BEGIN DATA LISTING

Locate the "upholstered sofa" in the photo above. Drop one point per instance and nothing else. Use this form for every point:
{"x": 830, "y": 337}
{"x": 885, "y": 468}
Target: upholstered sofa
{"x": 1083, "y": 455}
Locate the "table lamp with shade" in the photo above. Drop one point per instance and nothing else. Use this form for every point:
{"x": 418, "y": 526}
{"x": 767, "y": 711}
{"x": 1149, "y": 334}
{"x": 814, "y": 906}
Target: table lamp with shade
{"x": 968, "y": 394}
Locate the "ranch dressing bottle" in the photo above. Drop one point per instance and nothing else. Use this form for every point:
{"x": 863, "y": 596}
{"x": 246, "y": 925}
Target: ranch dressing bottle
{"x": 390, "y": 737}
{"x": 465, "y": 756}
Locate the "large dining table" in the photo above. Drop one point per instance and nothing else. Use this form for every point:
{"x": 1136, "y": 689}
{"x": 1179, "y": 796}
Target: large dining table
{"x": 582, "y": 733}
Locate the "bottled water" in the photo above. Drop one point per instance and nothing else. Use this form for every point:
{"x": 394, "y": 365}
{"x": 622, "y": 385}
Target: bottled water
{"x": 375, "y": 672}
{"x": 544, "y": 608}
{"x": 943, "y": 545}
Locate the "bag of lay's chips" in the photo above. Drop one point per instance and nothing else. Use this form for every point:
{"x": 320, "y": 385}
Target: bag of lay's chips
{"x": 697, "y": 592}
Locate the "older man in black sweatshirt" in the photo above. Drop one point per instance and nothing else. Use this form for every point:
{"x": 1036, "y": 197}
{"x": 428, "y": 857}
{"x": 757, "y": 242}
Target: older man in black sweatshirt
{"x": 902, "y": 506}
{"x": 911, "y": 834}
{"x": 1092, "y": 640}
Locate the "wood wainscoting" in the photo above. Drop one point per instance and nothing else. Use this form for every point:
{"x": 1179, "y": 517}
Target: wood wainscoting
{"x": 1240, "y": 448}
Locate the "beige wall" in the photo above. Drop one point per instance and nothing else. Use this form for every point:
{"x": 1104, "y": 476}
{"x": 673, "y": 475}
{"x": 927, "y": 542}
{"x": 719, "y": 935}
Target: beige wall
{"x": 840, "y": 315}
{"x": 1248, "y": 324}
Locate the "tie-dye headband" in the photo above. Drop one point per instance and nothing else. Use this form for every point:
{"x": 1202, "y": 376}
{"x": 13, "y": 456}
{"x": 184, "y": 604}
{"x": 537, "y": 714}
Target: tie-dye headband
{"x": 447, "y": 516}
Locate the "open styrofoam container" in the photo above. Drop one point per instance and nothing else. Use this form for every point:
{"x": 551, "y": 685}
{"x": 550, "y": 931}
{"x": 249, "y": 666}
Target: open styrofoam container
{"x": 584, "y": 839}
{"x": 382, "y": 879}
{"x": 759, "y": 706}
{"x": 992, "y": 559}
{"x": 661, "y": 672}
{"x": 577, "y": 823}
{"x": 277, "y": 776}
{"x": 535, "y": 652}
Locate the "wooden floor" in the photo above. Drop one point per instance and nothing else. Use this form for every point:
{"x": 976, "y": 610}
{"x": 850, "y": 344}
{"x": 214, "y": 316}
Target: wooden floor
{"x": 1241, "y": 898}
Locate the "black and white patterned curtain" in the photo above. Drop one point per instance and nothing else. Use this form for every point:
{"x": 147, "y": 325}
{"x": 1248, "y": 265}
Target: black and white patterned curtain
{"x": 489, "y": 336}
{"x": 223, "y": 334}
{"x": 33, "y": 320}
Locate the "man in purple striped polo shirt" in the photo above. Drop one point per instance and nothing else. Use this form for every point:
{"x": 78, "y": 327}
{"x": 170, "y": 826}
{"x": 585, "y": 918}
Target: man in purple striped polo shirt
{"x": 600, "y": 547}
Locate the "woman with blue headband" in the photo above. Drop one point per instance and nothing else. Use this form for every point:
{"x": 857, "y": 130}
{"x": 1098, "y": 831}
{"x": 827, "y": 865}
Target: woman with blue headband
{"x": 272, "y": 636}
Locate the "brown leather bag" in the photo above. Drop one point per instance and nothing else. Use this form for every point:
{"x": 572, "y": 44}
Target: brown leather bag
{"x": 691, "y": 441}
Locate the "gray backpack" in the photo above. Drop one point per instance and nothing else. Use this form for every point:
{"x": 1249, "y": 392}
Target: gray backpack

END DATA LISTING

• [WHAT IS REQUIRED]: In full and word for word, restate the data.

• [EXPECTED OUTPUT]:
Locate the "upholstered sofa" in the photo above. Drop one point per instance and nothing else. Use this form for every point:
{"x": 830, "y": 337}
{"x": 885, "y": 468}
Target: upholstered sofa
{"x": 1083, "y": 455}
Locate the "table lamp with shade" in the photo above. Drop one point per instance and nothing else. Use this form for every point:
{"x": 418, "y": 526}
{"x": 767, "y": 711}
{"x": 1149, "y": 334}
{"x": 814, "y": 906}
Target: table lamp with shade
{"x": 968, "y": 394}
Locate the "ranch dressing bottle" in the photo above. Drop one point per instance and nothing else. Use this form for every point:
{"x": 863, "y": 596}
{"x": 246, "y": 925}
Target: ranch dressing bottle
{"x": 390, "y": 737}
{"x": 465, "y": 756}
Locate the "large dining table" in the photo above. Drop one point per instance and nothing else. Use this form for every point:
{"x": 1136, "y": 689}
{"x": 1179, "y": 796}
Target: large dining table
{"x": 582, "y": 733}
Locate the "bottled water" in the photo above. Drop one point per instance and nothing else. Use this form for every point:
{"x": 394, "y": 365}
{"x": 622, "y": 385}
Target: bottled water
{"x": 375, "y": 672}
{"x": 544, "y": 608}
{"x": 943, "y": 545}
Locate the "bag of lay's chips" in the photo above. Drop one point per instance and nothing else. Use this form for every point:
{"x": 320, "y": 385}
Target: bag of lay's chips
{"x": 697, "y": 592}
Locate the "older man in black sweatshirt" in the photo above. Drop one point per instance and nothing else. Use this form for every point:
{"x": 1036, "y": 197}
{"x": 428, "y": 857}
{"x": 757, "y": 242}
Target: older man in black sweatshirt
{"x": 902, "y": 506}
{"x": 911, "y": 834}
{"x": 1092, "y": 640}
Locate the "wood wainscoting" in the photo above. Drop one point per instance and nothing else. Use this form for every point:
{"x": 1179, "y": 517}
Target: wood wainscoting
{"x": 1240, "y": 448}
Locate the "beige wall" in the photo above. Drop one point per instance and nothing else. Use this form for every point:
{"x": 1104, "y": 476}
{"x": 673, "y": 475}
{"x": 927, "y": 542}
{"x": 719, "y": 935}
Target: beige wall
{"x": 840, "y": 315}
{"x": 1248, "y": 324}
Locate the "tie-dye headband" in the photo above. Drop one point per instance and nothing else. Use this form for every point:
{"x": 1202, "y": 376}
{"x": 13, "y": 456}
{"x": 184, "y": 604}
{"x": 537, "y": 714}
Target: tie-dye headband
{"x": 447, "y": 516}
Locate the "open styrofoam container" in the photo above. Drop one point per instance and nothing else. Use this form for every point:
{"x": 551, "y": 685}
{"x": 550, "y": 931}
{"x": 249, "y": 666}
Target: open styrofoam container
{"x": 584, "y": 839}
{"x": 382, "y": 879}
{"x": 759, "y": 706}
{"x": 992, "y": 559}
{"x": 661, "y": 672}
{"x": 577, "y": 823}
{"x": 277, "y": 776}
{"x": 535, "y": 652}
Locate the "wooden floor" in the photo above. Drop one point per instance and nothing else. Use this form for every point:
{"x": 976, "y": 610}
{"x": 850, "y": 344}
{"x": 214, "y": 316}
Target: wooden floor
{"x": 1241, "y": 898}
Locate the "black and white patterned curtain" in the photo above. Drop one point per instance and nothing else. Use this form for every point:
{"x": 147, "y": 325}
{"x": 1248, "y": 265}
Target: black and white patterned curtain
{"x": 489, "y": 336}
{"x": 223, "y": 334}
{"x": 33, "y": 320}
Locate the "man in purple striped polo shirt" in the photo above. Drop one point per instance and nothing else. Use this form for every point:
{"x": 78, "y": 327}
{"x": 170, "y": 826}
{"x": 585, "y": 918}
Target: man in purple striped polo shirt
{"x": 600, "y": 547}
Locate the "woman with blue headband" in the photo above. Drop one point per instance and nothing else. Use this form for every point:
{"x": 857, "y": 130}
{"x": 1098, "y": 831}
{"x": 827, "y": 865}
Target: woman with blue headband
{"x": 272, "y": 636}
Locate the "brown leather bag" in the photo above. Drop one point per instance and nothing else. Use this form for every point:
{"x": 572, "y": 44}
Target: brown leather bag
{"x": 691, "y": 441}
Locate the "gray backpack" in the photo above. Drop one point per instance and nothing else. Use this form for every point:
{"x": 1249, "y": 392}
Target: gray backpack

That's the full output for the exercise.